— start —

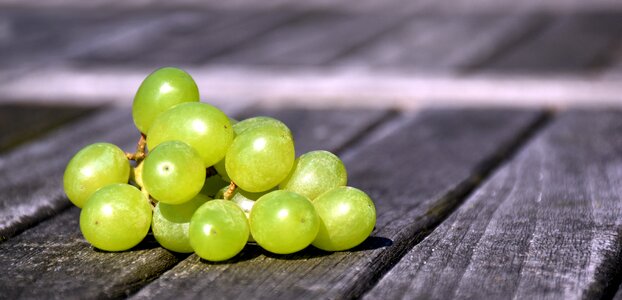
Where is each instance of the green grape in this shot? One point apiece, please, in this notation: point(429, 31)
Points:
point(222, 170)
point(171, 222)
point(314, 173)
point(116, 217)
point(260, 158)
point(200, 125)
point(173, 173)
point(93, 167)
point(212, 186)
point(347, 217)
point(260, 122)
point(218, 230)
point(160, 91)
point(284, 222)
point(136, 174)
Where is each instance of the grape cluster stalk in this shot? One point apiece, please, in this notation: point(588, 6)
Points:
point(205, 183)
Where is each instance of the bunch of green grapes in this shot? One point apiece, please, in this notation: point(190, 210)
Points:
point(205, 183)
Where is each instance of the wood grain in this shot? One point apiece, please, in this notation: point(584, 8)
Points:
point(570, 43)
point(316, 39)
point(53, 256)
point(19, 123)
point(325, 129)
point(188, 37)
point(415, 173)
point(547, 225)
point(443, 42)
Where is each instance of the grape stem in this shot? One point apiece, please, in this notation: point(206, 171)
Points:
point(229, 193)
point(139, 155)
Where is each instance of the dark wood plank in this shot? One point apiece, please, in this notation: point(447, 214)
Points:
point(546, 225)
point(416, 174)
point(443, 42)
point(570, 43)
point(318, 38)
point(31, 175)
point(26, 30)
point(54, 256)
point(53, 261)
point(189, 37)
point(19, 123)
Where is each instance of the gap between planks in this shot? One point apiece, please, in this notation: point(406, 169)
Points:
point(328, 87)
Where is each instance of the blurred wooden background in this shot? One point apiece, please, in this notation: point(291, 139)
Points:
point(397, 53)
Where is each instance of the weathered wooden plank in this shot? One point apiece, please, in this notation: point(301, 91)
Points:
point(443, 42)
point(416, 175)
point(54, 256)
point(546, 225)
point(235, 30)
point(570, 43)
point(19, 123)
point(318, 38)
point(23, 32)
point(311, 133)
point(53, 261)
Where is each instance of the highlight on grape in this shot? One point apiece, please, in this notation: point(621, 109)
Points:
point(203, 182)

— end —

Problem description: Quote the records in full and exactly; skip any image.

Final answer:
Where is each instance of the green grape in this shot? One point apiece, please, in this notation: point(429, 31)
Points:
point(222, 170)
point(171, 222)
point(314, 173)
point(116, 217)
point(260, 158)
point(200, 125)
point(173, 173)
point(93, 167)
point(212, 186)
point(347, 217)
point(260, 122)
point(218, 230)
point(160, 91)
point(284, 222)
point(136, 174)
Where is each instance of the grape cluster stalk in this shot? One point apiece, please, in this notation: point(588, 6)
Points:
point(205, 183)
Where is each instance of the bunch of green grapes in this shot? One point apiece, please, in this notation: point(190, 210)
Points:
point(205, 183)
Where is each instance of the wood grain in this shot? One point apiece, please, in this notation: point(584, 8)
Points:
point(570, 43)
point(316, 39)
point(53, 256)
point(19, 123)
point(325, 129)
point(188, 37)
point(415, 173)
point(547, 225)
point(443, 42)
Where is each instance of the grape stem in this shot? One point apiece, please, in this notation: point(206, 171)
Points:
point(229, 193)
point(139, 155)
Where is each instance of the dark wood plank in this shot? One point apiece, please, in this notation: point(447, 214)
Points:
point(546, 225)
point(416, 174)
point(443, 42)
point(570, 43)
point(318, 38)
point(31, 175)
point(26, 30)
point(54, 256)
point(53, 261)
point(189, 37)
point(19, 123)
Where is each instance of the gap between planks in this shot? One point apiece, please, in this notation: point(406, 169)
Points:
point(328, 87)
Where is each instance of the blurred wooden background in this shot? One point apiece, please, in this notation: point(291, 139)
Points:
point(397, 53)
Where is each instance of the weathered wooden plank in this shot? One point apiece, please, in this notation: point(301, 91)
Points:
point(443, 42)
point(416, 175)
point(54, 256)
point(546, 225)
point(235, 30)
point(570, 43)
point(19, 123)
point(318, 38)
point(23, 32)
point(311, 133)
point(53, 261)
Where is each instance of the highlight on grape in this shot? One point apiece, please, in this notation: point(621, 109)
Points:
point(203, 182)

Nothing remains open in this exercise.